Instructions for the task: Would you transcribe the records below exactly, omitting every picture?

Given data:

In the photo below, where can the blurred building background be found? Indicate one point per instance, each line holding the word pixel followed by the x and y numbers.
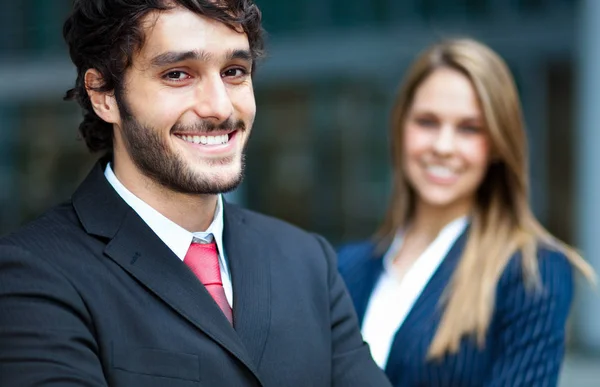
pixel 319 155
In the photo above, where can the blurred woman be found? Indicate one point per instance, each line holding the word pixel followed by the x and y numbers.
pixel 461 285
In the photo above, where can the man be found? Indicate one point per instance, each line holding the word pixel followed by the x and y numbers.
pixel 146 277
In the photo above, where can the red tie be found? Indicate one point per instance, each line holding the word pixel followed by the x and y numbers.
pixel 203 260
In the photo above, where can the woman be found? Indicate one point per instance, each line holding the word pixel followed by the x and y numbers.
pixel 461 285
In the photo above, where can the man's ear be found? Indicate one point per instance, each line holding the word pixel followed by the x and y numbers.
pixel 103 102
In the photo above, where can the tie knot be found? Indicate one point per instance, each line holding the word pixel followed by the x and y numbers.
pixel 203 260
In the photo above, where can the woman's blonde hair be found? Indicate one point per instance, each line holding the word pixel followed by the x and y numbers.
pixel 502 222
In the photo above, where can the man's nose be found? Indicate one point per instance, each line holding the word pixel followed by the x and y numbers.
pixel 213 101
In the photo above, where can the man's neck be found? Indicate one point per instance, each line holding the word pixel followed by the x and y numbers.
pixel 193 212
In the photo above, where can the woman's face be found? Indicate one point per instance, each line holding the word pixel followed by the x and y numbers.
pixel 446 146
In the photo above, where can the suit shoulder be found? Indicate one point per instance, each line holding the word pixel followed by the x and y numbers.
pixel 269 224
pixel 50 228
pixel 354 254
pixel 552 263
pixel 555 280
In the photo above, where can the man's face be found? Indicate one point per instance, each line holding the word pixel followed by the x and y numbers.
pixel 187 104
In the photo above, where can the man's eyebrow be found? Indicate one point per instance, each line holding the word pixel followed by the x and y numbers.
pixel 173 57
pixel 239 54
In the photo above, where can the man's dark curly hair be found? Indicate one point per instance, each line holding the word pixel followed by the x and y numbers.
pixel 104 35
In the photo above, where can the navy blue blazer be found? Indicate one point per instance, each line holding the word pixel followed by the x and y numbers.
pixel 525 341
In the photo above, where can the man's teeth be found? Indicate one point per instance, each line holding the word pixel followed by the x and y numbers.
pixel 207 140
pixel 442 172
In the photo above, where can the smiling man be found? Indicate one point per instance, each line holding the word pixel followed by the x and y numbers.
pixel 147 277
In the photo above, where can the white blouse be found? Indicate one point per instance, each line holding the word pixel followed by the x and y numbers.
pixel 393 298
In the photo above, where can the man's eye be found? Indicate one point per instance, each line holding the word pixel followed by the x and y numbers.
pixel 235 72
pixel 176 75
pixel 426 122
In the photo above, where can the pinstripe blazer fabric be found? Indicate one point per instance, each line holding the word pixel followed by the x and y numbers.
pixel 525 340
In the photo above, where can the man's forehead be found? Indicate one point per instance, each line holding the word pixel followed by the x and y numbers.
pixel 180 29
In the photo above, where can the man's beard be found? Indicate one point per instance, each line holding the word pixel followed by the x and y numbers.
pixel 153 157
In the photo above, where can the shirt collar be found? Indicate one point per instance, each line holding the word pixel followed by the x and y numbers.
pixel 174 236
pixel 445 239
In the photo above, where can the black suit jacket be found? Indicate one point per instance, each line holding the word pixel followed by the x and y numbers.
pixel 90 296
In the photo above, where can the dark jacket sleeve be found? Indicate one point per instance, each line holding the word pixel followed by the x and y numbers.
pixel 352 364
pixel 531 324
pixel 46 334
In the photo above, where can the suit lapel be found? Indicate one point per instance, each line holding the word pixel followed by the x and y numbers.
pixel 432 293
pixel 251 277
pixel 137 249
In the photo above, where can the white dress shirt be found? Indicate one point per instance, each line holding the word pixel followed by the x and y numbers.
pixel 174 236
pixel 392 299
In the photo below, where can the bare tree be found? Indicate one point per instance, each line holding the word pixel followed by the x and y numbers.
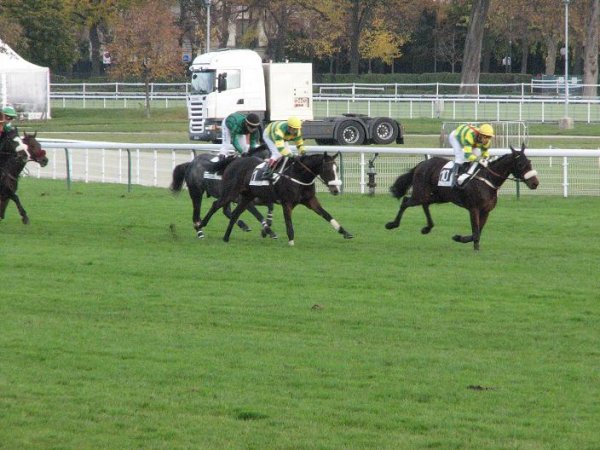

Written solution:
In the photo below, where can the blurred building background be found? Indicate one point per instance, each line holding the word pixel followed by the x and y numbers.
pixel 319 155
In the photo above, where can the blurred woman be found? Indicate one point per instance, each line holding the word pixel followed by the x and y numbers.
pixel 461 285
In the photo above, where can the man be found? Indicate one point per instance, each line holding the word pixel followed by the x and y numbers.
pixel 146 277
In the photo above, where can the red tie be found? Indicate one point per instance, each line holding the word pixel followed by the x and y numbers.
pixel 203 260
In the photo above, where can the woman be found? Indicate one point per instance, each line holding the word pixel followed by the x and y numbers.
pixel 461 285
In the photo above, where can the man's ear be found? Indicate one point per instance, each line holding the word pixel followed by the x and y numbers.
pixel 103 102
In the photo above, where can the tie knot be found? Indicate one point per instance, each line holding the word pixel followed by the x and y numbers.
pixel 203 260
In the photo above, where can the woman's blonde hair be found? Indicate one point per instance, each line holding the word pixel followed by the x and y numbers.
pixel 502 222
In the photo above, where can the man's nose be found? Indicate one point per instance, each line holding the word pixel followed by the x and y numbers.
pixel 213 101
In the photo above, where can the man's neck be found? Indicate one point per instance, each line holding the word pixel followed by the x and y numbers.
pixel 193 212
In the photo above, where can the woman's face be found? Indicate one point per instance, each line holding the word pixel followed by the x and y numbers.
pixel 446 146
In the photo above, where can the suit shoulder be found? Indicate one point per instance, each line holding the word pixel followed by the x and y numbers.
pixel 269 224
pixel 50 228
pixel 354 254
pixel 552 263
pixel 555 280
In the photo above, where can the man's face be found? Indicate one point per instance, each line holding the word pixel followed by the x and y numbers.
pixel 187 104
In the photo above, where can the man's eyebrow be found? Indicate one point per instance, each line holding the word pixel followed by the x and y numbers.
pixel 173 57
pixel 239 54
In the photo above, where can the man's dark curly hair be found? Indicate one point per instance, each line holding the word pixel followed by the x and y numbers.
pixel 104 35
In the photo above, where can the navy blue blazer be found? Indicate one point per instance, each line holding the word pixel followed by the x and y numbers.
pixel 525 341
In the photo above, where can the man's teeth be found? Indicate one point per instance, each line holding the word pixel followed by the x and y numbers.
pixel 207 140
pixel 442 172
In the photo above, where can the smiling man be found? Indicate one point per instance, each line holding the word pixel followed by the x and y numbers.
pixel 147 277
In the photo above, where can the white blouse be found? Indicate one point per instance, each line holding the word pixel followed by the x and y numbers.
pixel 393 298
In the photo above, where can the man's eye be found? Indicate one point per instance, each line holding the word pixel followed by the x and y numbers.
pixel 235 72
pixel 176 75
pixel 426 122
In the photo above, where can the pinstripe blazer fabric be found? Indicate one point per instance, each line holding the word pixel followed by the x and y numbers.
pixel 525 340
In the photo above, where can the man's forehead be found? Indicate one point per instance, each line holding the word pixel followed by the x and y numbers.
pixel 180 29
In the photo above, where can the man's beard be found? Indicate one point per instance, each line holding the word pixel followed by the x and y numbers.
pixel 153 157
In the photo above, where can the shirt collar be found? Indicate one point per instance, each line holding the word pixel followed by the x and y numbers.
pixel 174 236
pixel 445 239
In the photo above, where can the black suit jacket be found? Indicate one point per instance, each line holding the word pixel followed by the x and y numbers.
pixel 90 296
In the photo above, where can the dark jacket sleeve be found? Indicate one point per instance, each line holding the word pixel followed by the x and y numbers.
pixel 352 364
pixel 531 324
pixel 46 334
In the photo above, where can the suit lapel be found? Indicate one point per instance, each line holding the word pixel followed by the x and y numbers.
pixel 432 293
pixel 251 277
pixel 137 249
In the photo above, where can the white dress shirt be found? Indicate one point per instance, each line holding the word pixel followed by the x and y numbers.
pixel 174 236
pixel 392 299
In the photo below, where can the bare tree be found? Indicate one point per instance, each line holding the word pixel followed by the x and y numbers.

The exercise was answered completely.